• **Prompt**
Report every line of the data below that contains the string "blue", copying each such line in full. Matching is case-sensitive.

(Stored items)

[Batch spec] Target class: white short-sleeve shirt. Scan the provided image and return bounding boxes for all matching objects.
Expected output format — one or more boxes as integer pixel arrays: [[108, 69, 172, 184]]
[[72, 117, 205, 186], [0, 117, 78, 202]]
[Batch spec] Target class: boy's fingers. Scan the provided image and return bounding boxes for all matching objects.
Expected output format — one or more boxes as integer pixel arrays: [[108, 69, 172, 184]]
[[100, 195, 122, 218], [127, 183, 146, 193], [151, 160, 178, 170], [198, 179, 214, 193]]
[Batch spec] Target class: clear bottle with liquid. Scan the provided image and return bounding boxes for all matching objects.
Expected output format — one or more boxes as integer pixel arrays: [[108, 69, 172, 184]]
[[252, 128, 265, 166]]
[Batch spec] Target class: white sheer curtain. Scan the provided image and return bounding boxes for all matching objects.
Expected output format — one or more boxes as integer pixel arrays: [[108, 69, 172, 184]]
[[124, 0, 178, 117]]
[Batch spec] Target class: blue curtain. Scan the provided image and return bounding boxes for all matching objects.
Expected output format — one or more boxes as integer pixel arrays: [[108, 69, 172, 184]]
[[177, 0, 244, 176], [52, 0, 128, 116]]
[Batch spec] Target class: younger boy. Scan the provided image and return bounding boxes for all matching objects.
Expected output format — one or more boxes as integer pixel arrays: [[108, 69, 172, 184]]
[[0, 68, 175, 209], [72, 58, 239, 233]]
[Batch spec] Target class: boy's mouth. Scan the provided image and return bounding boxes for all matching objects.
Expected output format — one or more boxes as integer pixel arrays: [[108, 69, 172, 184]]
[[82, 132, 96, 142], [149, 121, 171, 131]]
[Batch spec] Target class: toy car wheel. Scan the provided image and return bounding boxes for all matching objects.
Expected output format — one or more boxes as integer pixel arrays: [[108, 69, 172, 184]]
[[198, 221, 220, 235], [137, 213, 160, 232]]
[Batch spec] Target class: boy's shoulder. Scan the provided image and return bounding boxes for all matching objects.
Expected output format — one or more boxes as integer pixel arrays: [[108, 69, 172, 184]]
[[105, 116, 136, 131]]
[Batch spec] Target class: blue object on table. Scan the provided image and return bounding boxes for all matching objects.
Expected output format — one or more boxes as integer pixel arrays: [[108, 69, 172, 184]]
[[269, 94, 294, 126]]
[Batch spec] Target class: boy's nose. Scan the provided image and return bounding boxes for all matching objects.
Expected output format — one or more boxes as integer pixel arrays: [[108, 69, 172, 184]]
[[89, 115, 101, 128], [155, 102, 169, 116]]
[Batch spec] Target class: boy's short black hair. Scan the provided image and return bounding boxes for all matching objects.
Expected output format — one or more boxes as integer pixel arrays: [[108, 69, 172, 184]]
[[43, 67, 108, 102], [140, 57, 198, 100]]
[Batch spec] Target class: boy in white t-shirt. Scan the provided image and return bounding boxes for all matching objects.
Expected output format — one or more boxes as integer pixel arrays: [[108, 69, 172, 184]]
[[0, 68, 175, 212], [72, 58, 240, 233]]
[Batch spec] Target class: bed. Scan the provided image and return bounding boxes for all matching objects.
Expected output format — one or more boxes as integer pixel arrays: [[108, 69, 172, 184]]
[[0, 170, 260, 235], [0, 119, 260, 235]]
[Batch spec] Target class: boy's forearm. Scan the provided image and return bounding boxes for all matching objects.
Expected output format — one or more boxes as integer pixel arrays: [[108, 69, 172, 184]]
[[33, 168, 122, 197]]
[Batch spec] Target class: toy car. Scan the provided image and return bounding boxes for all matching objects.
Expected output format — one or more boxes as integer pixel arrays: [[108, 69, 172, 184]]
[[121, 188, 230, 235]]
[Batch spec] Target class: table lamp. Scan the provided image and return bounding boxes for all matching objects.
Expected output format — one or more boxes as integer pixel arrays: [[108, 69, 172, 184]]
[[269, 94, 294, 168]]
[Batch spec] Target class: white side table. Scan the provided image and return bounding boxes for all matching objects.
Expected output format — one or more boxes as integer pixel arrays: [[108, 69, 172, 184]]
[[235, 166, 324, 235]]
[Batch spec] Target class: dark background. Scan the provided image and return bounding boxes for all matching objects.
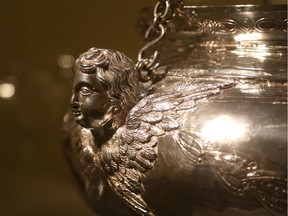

• **Answer**
[Batch spec] Target class: blue curtain. Scan the provided image and return bounding boxes for all matching objects.
[Batch spec] Target class: blue object on table. Scan the provided image and return bounding boxes for all matching objects.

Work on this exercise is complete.